BRIEF - Set down, without alteration, the lines from the one that contains "head and report the pixel coordinates." through the final line of the material below.

Object pointing dataset rows

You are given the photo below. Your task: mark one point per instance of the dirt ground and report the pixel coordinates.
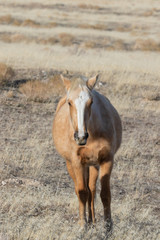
(39, 41)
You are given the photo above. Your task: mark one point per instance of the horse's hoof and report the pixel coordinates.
(109, 225)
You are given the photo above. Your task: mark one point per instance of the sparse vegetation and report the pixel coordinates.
(37, 195)
(6, 73)
(37, 91)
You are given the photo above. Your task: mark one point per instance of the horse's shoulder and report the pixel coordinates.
(61, 103)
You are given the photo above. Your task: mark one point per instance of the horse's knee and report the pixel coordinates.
(105, 197)
(83, 195)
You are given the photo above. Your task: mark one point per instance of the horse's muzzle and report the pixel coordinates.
(81, 140)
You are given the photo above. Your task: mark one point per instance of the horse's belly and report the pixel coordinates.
(94, 156)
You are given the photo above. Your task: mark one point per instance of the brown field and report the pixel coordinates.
(39, 40)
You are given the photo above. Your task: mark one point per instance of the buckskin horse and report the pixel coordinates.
(87, 132)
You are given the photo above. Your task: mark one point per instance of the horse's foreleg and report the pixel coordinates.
(93, 174)
(72, 174)
(82, 192)
(105, 172)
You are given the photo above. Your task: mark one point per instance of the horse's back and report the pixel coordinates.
(108, 119)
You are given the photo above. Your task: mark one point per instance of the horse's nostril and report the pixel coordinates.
(76, 135)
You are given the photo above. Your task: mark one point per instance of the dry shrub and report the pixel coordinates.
(66, 39)
(146, 45)
(6, 73)
(37, 91)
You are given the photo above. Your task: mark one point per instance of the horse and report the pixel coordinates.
(87, 133)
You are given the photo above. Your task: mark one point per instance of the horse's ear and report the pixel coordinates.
(92, 82)
(66, 82)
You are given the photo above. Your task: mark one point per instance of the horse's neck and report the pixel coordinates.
(61, 103)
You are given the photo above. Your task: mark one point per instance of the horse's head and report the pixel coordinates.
(80, 99)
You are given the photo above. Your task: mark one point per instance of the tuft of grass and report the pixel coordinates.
(37, 91)
(30, 23)
(66, 39)
(6, 73)
(147, 45)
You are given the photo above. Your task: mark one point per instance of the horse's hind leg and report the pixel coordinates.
(93, 175)
(105, 171)
(81, 191)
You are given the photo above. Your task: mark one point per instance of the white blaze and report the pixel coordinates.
(80, 103)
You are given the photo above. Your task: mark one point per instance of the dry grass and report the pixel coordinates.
(147, 45)
(6, 73)
(38, 91)
(66, 39)
(119, 41)
(37, 195)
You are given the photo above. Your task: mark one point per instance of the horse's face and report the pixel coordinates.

SOLUTION TO THE EXERCISE -
You are given the photo above. Your task: mark one point per instance of the horse's head and report the pixel coordinates.
(80, 99)
You are given the photo above. Your task: mark one point per instance of the tuft of grass and report the pixel coordinates.
(37, 91)
(30, 23)
(66, 39)
(6, 73)
(147, 45)
You are given the photo above. Your task: mark one point per instance of the horse's hind leg and report the pixel coordinates.
(93, 175)
(105, 171)
(81, 191)
You are given the photo above. Your task: mark one point per instance of the white blaze and report the pixel coordinates.
(80, 103)
You are given the photo above. Your task: mark one point per instance of the dry grass and report the pixel coordinates.
(147, 45)
(6, 73)
(38, 91)
(66, 39)
(119, 41)
(37, 195)
You are given the photo above. Your task: mark one point per instance of the horse's face and report the pixel coordinates.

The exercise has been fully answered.